• [任务说明]
请把下面材料中从含有“Spot the neighboring”的那一行到含有“[(181, 224), (304, 254)]”的那一行（首尾两行都包括在内）转换成 Markdown 表格，只处理这一段，空行不计。表格设“序号”和“文本行”两列。

___ 练习材料

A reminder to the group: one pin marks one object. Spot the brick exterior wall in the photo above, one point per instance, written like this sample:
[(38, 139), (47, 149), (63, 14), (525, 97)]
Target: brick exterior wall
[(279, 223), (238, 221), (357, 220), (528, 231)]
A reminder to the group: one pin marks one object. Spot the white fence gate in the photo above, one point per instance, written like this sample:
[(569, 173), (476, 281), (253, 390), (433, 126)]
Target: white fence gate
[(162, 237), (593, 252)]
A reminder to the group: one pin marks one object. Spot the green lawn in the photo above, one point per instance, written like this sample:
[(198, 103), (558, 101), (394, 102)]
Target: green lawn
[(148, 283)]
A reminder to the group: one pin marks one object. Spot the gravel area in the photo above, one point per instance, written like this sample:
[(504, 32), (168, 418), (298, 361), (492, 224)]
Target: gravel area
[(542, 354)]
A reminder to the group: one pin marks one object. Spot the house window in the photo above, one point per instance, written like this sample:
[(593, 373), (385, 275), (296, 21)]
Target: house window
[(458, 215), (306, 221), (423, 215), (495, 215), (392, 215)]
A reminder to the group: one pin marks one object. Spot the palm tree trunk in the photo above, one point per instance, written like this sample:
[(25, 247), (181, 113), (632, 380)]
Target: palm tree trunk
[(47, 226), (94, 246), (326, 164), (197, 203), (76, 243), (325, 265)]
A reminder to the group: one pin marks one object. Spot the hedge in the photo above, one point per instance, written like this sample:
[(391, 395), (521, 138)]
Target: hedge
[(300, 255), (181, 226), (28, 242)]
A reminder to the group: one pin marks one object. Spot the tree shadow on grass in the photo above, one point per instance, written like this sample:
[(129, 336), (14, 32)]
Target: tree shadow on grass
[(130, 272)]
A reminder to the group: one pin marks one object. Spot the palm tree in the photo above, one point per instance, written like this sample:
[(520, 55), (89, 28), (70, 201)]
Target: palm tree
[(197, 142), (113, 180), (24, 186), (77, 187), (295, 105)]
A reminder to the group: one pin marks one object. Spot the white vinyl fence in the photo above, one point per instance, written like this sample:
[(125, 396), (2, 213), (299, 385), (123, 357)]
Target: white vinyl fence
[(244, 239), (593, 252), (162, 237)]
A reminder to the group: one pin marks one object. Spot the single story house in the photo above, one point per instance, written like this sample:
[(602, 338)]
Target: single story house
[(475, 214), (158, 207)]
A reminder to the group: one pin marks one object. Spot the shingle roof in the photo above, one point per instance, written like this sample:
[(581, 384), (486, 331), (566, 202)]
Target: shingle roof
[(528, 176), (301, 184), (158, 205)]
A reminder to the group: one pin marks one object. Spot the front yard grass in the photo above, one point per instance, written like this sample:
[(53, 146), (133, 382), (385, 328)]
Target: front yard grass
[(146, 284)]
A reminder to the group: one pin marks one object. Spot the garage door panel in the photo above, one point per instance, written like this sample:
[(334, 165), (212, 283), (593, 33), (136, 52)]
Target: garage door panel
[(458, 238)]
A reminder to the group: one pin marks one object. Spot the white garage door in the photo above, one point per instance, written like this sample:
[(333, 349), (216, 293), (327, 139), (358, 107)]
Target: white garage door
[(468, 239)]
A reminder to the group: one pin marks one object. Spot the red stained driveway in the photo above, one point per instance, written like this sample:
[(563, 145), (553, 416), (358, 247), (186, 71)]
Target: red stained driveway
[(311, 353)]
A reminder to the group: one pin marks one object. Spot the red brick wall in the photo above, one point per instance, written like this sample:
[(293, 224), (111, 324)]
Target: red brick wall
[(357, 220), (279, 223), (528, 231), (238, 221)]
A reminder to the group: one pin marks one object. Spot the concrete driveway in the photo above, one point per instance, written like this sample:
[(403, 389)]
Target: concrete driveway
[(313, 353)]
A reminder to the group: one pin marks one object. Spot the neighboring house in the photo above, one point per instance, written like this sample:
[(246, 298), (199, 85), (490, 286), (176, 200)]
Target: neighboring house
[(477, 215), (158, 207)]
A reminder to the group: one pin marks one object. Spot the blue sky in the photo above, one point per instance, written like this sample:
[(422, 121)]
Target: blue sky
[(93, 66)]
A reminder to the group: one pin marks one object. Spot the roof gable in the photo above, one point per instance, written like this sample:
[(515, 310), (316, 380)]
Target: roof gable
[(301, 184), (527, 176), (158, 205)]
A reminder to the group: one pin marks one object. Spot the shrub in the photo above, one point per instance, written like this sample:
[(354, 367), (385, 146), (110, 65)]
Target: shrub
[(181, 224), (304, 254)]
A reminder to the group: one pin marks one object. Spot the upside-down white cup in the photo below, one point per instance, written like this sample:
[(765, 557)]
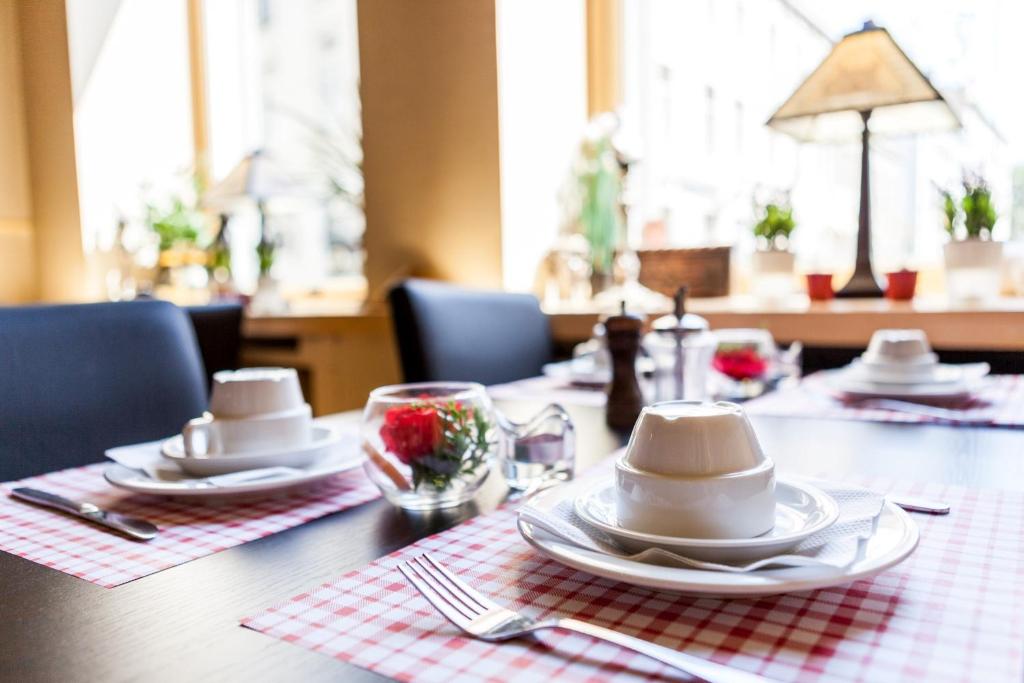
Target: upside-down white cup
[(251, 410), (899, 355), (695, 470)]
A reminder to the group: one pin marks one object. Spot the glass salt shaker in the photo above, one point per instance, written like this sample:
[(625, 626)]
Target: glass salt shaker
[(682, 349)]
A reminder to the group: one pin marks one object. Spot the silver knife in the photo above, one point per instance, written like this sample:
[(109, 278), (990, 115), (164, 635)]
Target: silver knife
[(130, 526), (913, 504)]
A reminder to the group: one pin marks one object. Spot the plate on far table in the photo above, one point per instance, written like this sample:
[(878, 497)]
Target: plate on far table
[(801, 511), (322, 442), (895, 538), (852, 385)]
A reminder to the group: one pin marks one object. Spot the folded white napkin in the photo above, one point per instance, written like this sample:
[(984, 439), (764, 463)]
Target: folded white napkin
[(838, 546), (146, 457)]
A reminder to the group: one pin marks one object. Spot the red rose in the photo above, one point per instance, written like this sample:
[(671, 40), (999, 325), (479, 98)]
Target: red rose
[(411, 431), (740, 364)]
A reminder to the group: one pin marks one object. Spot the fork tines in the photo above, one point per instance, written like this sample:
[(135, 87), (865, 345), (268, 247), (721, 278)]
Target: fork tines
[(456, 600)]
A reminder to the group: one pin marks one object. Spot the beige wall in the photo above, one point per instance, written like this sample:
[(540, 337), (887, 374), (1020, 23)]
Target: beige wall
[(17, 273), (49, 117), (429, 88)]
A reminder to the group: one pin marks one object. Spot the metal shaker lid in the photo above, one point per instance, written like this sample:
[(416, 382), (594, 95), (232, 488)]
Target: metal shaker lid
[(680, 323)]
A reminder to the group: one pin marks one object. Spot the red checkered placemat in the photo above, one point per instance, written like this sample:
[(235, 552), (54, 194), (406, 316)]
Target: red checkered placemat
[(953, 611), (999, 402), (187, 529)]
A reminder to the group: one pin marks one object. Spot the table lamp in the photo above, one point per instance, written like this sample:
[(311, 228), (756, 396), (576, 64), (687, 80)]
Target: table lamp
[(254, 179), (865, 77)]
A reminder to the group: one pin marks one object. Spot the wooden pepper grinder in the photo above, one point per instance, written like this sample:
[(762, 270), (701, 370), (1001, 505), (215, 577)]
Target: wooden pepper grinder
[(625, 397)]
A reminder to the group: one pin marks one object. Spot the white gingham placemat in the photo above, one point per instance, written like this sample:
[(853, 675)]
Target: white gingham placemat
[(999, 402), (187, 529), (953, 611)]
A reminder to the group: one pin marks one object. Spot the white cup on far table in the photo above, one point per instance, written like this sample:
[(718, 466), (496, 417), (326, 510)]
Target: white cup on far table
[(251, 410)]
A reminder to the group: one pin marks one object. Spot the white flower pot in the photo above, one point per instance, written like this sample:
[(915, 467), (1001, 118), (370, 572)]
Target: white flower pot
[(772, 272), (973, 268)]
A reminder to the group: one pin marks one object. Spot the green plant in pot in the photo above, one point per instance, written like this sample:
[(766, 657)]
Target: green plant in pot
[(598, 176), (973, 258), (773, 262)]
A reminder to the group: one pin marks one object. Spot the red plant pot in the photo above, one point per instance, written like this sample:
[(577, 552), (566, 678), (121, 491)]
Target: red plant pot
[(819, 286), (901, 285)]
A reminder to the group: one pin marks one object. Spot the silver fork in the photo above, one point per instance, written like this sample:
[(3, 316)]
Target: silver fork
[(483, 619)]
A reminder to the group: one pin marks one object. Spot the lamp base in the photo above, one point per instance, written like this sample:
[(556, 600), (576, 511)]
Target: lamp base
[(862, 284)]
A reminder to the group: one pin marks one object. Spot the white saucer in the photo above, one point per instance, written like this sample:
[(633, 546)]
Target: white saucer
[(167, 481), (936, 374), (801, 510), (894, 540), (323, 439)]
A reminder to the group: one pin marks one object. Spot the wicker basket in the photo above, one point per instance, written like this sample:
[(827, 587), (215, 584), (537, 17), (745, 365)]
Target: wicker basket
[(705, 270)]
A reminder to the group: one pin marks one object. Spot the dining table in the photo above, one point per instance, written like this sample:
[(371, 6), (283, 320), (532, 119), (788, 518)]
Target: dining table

______

• [输出结果]
| 序号 | 文本行 |
|---|---|
| 1 | A reminder to the group: one pin marks one object. Spot the neighboring house in the photo above, one point per instance, written like this sample: |
| 2 | [(246, 298), (199, 85), (490, 286), (176, 200)] |
| 3 | Target: neighboring house |
| 4 | [(477, 215), (158, 207)] |
| 5 | A reminder to the group: one pin marks one object. Spot the blue sky in the photo above, one point per instance, written like this sample: |
| 6 | [(422, 121)] |
| 7 | Target: blue sky |
| 8 | [(93, 66)] |
| 9 | A reminder to the group: one pin marks one object. Spot the roof gable in the photo above, one point per instance, written like this sample: |
| 10 | [(515, 310), (316, 380)] |
| 11 | Target: roof gable |
| 12 | [(301, 184), (527, 176), (158, 205)] |
| 13 | A reminder to the group: one pin marks one object. Spot the shrub in the photo above, one point per instance, written like this sample: |
| 14 | [(354, 367), (385, 146), (110, 65)] |
| 15 | Target: shrub |
| 16 | [(181, 224), (304, 254)] |